» Task requirements
Look below for the line containing "[locate] puppy (one". Output it and each remaining line of the entries exactly, and nothing else.

» Exercise material

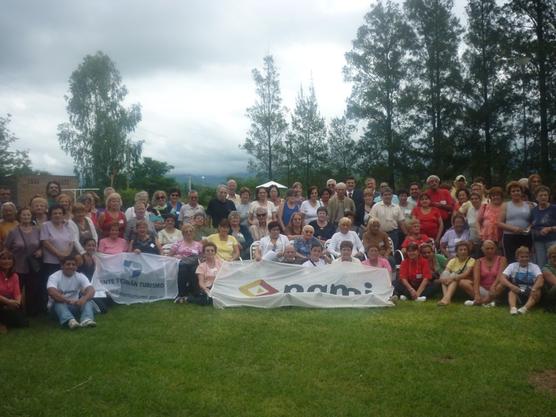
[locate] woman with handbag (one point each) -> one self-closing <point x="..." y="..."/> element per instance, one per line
<point x="24" y="242"/>
<point x="188" y="252"/>
<point x="458" y="269"/>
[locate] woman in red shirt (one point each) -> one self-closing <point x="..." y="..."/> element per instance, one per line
<point x="429" y="217"/>
<point x="415" y="276"/>
<point x="11" y="312"/>
<point x="414" y="234"/>
<point x="112" y="214"/>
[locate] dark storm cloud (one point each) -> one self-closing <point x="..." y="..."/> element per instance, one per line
<point x="43" y="41"/>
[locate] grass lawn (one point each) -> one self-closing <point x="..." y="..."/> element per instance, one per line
<point x="180" y="360"/>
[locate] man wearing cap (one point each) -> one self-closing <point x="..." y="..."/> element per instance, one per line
<point x="441" y="199"/>
<point x="356" y="195"/>
<point x="339" y="204"/>
<point x="383" y="186"/>
<point x="390" y="216"/>
<point x="459" y="184"/>
<point x="414" y="193"/>
<point x="188" y="211"/>
<point x="219" y="207"/>
<point x="71" y="296"/>
<point x="232" y="187"/>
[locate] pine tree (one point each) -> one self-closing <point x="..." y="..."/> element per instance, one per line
<point x="533" y="29"/>
<point x="377" y="66"/>
<point x="268" y="123"/>
<point x="308" y="136"/>
<point x="341" y="146"/>
<point x="436" y="84"/>
<point x="487" y="92"/>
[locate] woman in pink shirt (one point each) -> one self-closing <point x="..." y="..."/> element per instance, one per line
<point x="113" y="244"/>
<point x="488" y="215"/>
<point x="375" y="260"/>
<point x="188" y="252"/>
<point x="486" y="286"/>
<point x="206" y="274"/>
<point x="11" y="313"/>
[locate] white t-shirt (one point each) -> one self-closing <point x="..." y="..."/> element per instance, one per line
<point x="69" y="286"/>
<point x="339" y="237"/>
<point x="309" y="264"/>
<point x="309" y="211"/>
<point x="522" y="275"/>
<point x="270" y="209"/>
<point x="269" y="251"/>
<point x="353" y="259"/>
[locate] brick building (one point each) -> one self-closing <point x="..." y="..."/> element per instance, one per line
<point x="27" y="186"/>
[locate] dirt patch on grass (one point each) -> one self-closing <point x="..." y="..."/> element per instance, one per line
<point x="446" y="359"/>
<point x="544" y="381"/>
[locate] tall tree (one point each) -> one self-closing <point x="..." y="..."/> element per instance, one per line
<point x="534" y="30"/>
<point x="436" y="82"/>
<point x="12" y="162"/>
<point x="341" y="146"/>
<point x="151" y="175"/>
<point x="97" y="135"/>
<point x="268" y="122"/>
<point x="377" y="66"/>
<point x="486" y="90"/>
<point x="309" y="135"/>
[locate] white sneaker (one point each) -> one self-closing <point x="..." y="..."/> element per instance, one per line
<point x="88" y="323"/>
<point x="73" y="324"/>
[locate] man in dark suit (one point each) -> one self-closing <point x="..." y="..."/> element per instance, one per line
<point x="356" y="194"/>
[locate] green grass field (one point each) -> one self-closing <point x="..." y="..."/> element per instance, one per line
<point x="181" y="360"/>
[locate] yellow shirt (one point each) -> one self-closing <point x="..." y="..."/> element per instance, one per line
<point x="6" y="228"/>
<point x="455" y="265"/>
<point x="225" y="249"/>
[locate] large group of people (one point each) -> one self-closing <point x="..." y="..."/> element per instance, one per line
<point x="434" y="239"/>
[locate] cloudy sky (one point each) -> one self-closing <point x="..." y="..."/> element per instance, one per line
<point x="188" y="63"/>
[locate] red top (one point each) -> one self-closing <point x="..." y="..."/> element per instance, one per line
<point x="429" y="221"/>
<point x="105" y="221"/>
<point x="9" y="286"/>
<point x="419" y="241"/>
<point x="441" y="195"/>
<point x="415" y="270"/>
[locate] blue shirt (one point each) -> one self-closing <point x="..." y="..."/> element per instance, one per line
<point x="543" y="218"/>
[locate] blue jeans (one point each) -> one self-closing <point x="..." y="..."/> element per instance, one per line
<point x="66" y="312"/>
<point x="541" y="248"/>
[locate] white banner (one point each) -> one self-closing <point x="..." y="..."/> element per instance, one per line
<point x="130" y="278"/>
<point x="269" y="284"/>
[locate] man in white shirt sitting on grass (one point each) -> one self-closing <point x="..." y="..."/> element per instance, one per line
<point x="71" y="294"/>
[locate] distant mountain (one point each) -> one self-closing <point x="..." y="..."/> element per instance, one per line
<point x="208" y="180"/>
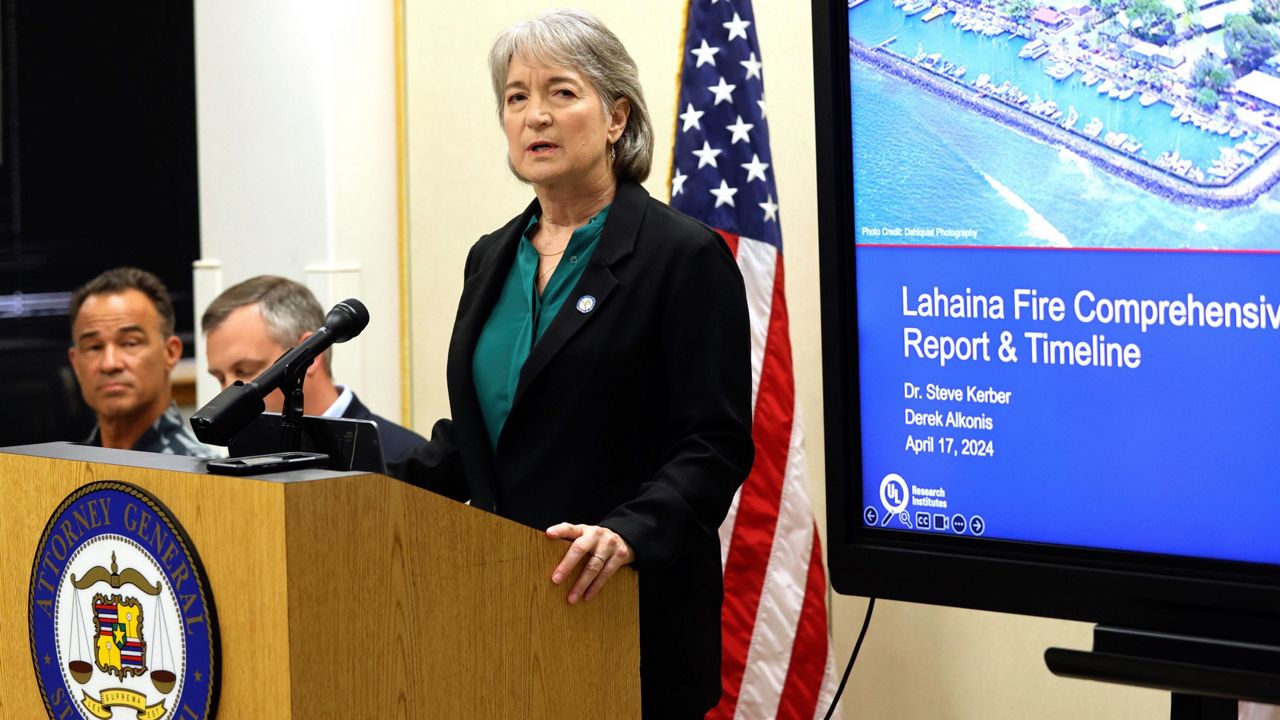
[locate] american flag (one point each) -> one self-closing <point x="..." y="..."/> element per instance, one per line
<point x="776" y="652"/>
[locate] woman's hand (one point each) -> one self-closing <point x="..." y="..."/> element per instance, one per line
<point x="604" y="551"/>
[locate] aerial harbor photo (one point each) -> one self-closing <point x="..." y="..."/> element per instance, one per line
<point x="1095" y="123"/>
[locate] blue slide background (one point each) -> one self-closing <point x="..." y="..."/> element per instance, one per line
<point x="1176" y="456"/>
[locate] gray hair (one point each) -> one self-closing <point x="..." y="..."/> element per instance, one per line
<point x="288" y="308"/>
<point x="574" y="39"/>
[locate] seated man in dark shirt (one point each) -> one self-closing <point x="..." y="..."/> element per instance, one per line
<point x="252" y="323"/>
<point x="123" y="350"/>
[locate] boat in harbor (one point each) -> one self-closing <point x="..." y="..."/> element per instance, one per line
<point x="1033" y="49"/>
<point x="1060" y="71"/>
<point x="915" y="7"/>
<point x="1072" y="117"/>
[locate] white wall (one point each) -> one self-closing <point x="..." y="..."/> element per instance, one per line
<point x="296" y="114"/>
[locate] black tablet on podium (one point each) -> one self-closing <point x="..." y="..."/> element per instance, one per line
<point x="351" y="445"/>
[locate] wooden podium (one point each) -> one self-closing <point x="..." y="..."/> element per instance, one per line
<point x="347" y="595"/>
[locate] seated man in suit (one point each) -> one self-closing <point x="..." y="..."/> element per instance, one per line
<point x="123" y="350"/>
<point x="251" y="324"/>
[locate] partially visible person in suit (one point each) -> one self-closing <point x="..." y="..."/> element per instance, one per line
<point x="252" y="323"/>
<point x="599" y="370"/>
<point x="123" y="351"/>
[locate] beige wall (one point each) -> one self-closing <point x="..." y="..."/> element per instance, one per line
<point x="918" y="662"/>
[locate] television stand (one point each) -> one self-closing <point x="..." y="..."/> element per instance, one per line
<point x="1205" y="675"/>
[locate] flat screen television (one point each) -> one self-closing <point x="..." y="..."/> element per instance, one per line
<point x="1050" y="245"/>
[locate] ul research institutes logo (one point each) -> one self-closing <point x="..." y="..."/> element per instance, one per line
<point x="119" y="614"/>
<point x="895" y="499"/>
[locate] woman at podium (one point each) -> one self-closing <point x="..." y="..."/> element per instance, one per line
<point x="599" y="367"/>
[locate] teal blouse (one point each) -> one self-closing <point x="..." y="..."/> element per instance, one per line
<point x="522" y="315"/>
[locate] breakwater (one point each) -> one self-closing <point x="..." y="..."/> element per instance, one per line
<point x="1247" y="187"/>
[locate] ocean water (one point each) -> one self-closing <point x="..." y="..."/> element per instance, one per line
<point x="920" y="160"/>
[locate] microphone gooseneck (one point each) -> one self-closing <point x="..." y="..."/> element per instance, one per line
<point x="236" y="406"/>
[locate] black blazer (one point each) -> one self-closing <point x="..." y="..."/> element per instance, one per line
<point x="632" y="414"/>
<point x="397" y="441"/>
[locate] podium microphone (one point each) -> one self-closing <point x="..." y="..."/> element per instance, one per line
<point x="236" y="406"/>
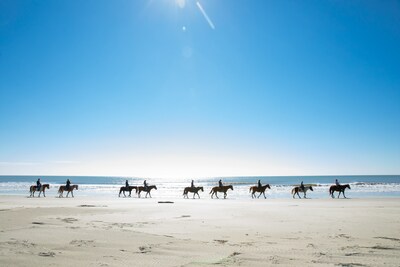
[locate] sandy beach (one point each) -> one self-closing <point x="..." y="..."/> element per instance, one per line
<point x="103" y="231"/>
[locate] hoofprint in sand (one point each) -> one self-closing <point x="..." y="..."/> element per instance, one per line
<point x="106" y="231"/>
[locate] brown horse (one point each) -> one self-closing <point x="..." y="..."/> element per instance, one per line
<point x="259" y="189"/>
<point x="147" y="190"/>
<point x="129" y="189"/>
<point x="43" y="188"/>
<point x="223" y="189"/>
<point x="194" y="190"/>
<point x="339" y="188"/>
<point x="298" y="189"/>
<point x="70" y="189"/>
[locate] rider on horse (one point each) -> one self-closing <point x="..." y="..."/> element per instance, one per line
<point x="38" y="185"/>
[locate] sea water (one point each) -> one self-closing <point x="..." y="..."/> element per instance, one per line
<point x="362" y="186"/>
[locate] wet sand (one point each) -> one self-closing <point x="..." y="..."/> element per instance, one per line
<point x="105" y="231"/>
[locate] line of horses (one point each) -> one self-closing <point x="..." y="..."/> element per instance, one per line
<point x="195" y="190"/>
<point x="61" y="190"/>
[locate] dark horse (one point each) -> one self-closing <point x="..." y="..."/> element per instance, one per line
<point x="339" y="188"/>
<point x="70" y="189"/>
<point x="223" y="189"/>
<point x="147" y="190"/>
<point x="298" y="189"/>
<point x="261" y="189"/>
<point x="43" y="188"/>
<point x="194" y="190"/>
<point x="129" y="189"/>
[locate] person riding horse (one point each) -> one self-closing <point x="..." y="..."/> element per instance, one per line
<point x="38" y="185"/>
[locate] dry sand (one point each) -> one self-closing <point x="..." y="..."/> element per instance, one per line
<point x="89" y="231"/>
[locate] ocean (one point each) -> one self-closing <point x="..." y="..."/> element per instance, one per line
<point x="362" y="186"/>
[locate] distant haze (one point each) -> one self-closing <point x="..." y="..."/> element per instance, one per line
<point x="199" y="88"/>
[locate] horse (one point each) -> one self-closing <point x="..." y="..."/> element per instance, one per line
<point x="259" y="189"/>
<point x="223" y="189"/>
<point x="33" y="189"/>
<point x="123" y="189"/>
<point x="70" y="189"/>
<point x="339" y="188"/>
<point x="298" y="189"/>
<point x="147" y="190"/>
<point x="194" y="190"/>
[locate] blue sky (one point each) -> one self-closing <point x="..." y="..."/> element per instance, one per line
<point x="153" y="89"/>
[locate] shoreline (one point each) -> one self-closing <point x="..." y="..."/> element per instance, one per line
<point x="110" y="231"/>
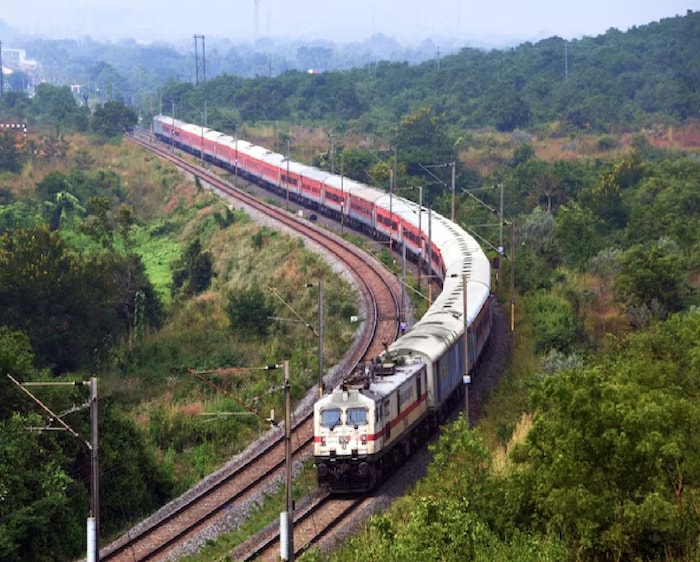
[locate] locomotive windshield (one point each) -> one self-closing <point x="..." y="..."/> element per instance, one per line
<point x="331" y="417"/>
<point x="356" y="416"/>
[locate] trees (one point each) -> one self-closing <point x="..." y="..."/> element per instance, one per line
<point x="250" y="313"/>
<point x="612" y="459"/>
<point x="654" y="272"/>
<point x="193" y="273"/>
<point x="10" y="158"/>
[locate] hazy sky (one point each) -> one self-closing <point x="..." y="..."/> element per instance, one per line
<point x="339" y="20"/>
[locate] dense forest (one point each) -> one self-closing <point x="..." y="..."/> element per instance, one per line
<point x="581" y="161"/>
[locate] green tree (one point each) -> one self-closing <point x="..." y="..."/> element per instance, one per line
<point x="194" y="271"/>
<point x="611" y="464"/>
<point x="113" y="119"/>
<point x="653" y="272"/>
<point x="36" y="493"/>
<point x="55" y="106"/>
<point x="10" y="158"/>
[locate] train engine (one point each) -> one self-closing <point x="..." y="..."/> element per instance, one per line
<point x="369" y="424"/>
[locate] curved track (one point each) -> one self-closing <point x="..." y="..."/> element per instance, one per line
<point x="258" y="468"/>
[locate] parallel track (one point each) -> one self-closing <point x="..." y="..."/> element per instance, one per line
<point x="164" y="533"/>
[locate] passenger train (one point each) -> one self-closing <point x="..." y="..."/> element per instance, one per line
<point x="368" y="425"/>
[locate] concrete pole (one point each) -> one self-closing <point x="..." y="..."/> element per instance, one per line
<point x="94" y="465"/>
<point x="320" y="339"/>
<point x="288" y="459"/>
<point x="466" y="378"/>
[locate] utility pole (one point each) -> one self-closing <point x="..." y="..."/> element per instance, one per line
<point x="452" y="216"/>
<point x="286" y="180"/>
<point x="320" y="339"/>
<point x="2" y="83"/>
<point x="287" y="517"/>
<point x="466" y="379"/>
<point x="512" y="276"/>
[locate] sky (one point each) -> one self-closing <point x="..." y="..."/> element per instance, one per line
<point x="409" y="21"/>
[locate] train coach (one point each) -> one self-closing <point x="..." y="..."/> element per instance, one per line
<point x="369" y="424"/>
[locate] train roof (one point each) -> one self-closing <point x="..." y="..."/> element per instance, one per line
<point x="315" y="173"/>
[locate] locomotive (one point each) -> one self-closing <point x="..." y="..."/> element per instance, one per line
<point x="369" y="424"/>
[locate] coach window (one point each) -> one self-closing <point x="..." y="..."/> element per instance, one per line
<point x="330" y="418"/>
<point x="356" y="416"/>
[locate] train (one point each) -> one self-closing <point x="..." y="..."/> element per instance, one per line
<point x="368" y="425"/>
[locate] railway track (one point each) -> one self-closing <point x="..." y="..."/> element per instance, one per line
<point x="258" y="469"/>
<point x="314" y="520"/>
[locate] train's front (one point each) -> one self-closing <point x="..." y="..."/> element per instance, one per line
<point x="344" y="439"/>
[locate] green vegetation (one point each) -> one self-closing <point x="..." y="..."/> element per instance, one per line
<point x="113" y="265"/>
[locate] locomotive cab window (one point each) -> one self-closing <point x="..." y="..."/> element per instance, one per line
<point x="330" y="418"/>
<point x="356" y="416"/>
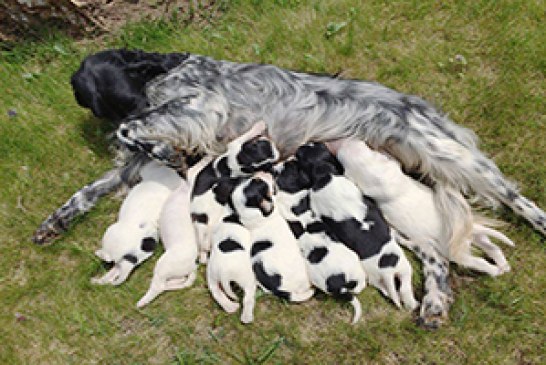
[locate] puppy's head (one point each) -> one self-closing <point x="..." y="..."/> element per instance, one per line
<point x="111" y="83"/>
<point x="289" y="177"/>
<point x="316" y="160"/>
<point x="121" y="238"/>
<point x="253" y="198"/>
<point x="258" y="154"/>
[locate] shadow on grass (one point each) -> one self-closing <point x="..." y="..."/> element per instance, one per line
<point x="99" y="134"/>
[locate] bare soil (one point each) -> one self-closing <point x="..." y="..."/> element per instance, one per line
<point x="24" y="19"/>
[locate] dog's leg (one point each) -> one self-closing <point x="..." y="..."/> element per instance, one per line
<point x="86" y="198"/>
<point x="492" y="250"/>
<point x="438" y="295"/>
<point x="406" y="290"/>
<point x="81" y="202"/>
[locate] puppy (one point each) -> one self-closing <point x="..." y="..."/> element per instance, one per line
<point x="133" y="238"/>
<point x="175" y="269"/>
<point x="244" y="155"/>
<point x="230" y="263"/>
<point x="356" y="221"/>
<point x="276" y="260"/>
<point x="111" y="83"/>
<point x="332" y="267"/>
<point x="398" y="196"/>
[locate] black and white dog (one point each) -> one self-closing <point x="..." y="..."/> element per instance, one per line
<point x="204" y="103"/>
<point x="111" y="83"/>
<point x="332" y="267"/>
<point x="276" y="259"/>
<point x="355" y="220"/>
<point x="245" y="154"/>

» The response
[locate] puppy (one point each) -> one self-closing <point x="..." y="..."/> element per instance, one per line
<point x="133" y="238"/>
<point x="175" y="269"/>
<point x="244" y="155"/>
<point x="230" y="263"/>
<point x="356" y="221"/>
<point x="276" y="260"/>
<point x="111" y="83"/>
<point x="332" y="267"/>
<point x="398" y="196"/>
[locate] black and white dog (one point each) -> one self-closing <point x="..." y="..."/> element per instance, one per line
<point x="204" y="103"/>
<point x="111" y="83"/>
<point x="332" y="267"/>
<point x="276" y="259"/>
<point x="355" y="220"/>
<point x="245" y="154"/>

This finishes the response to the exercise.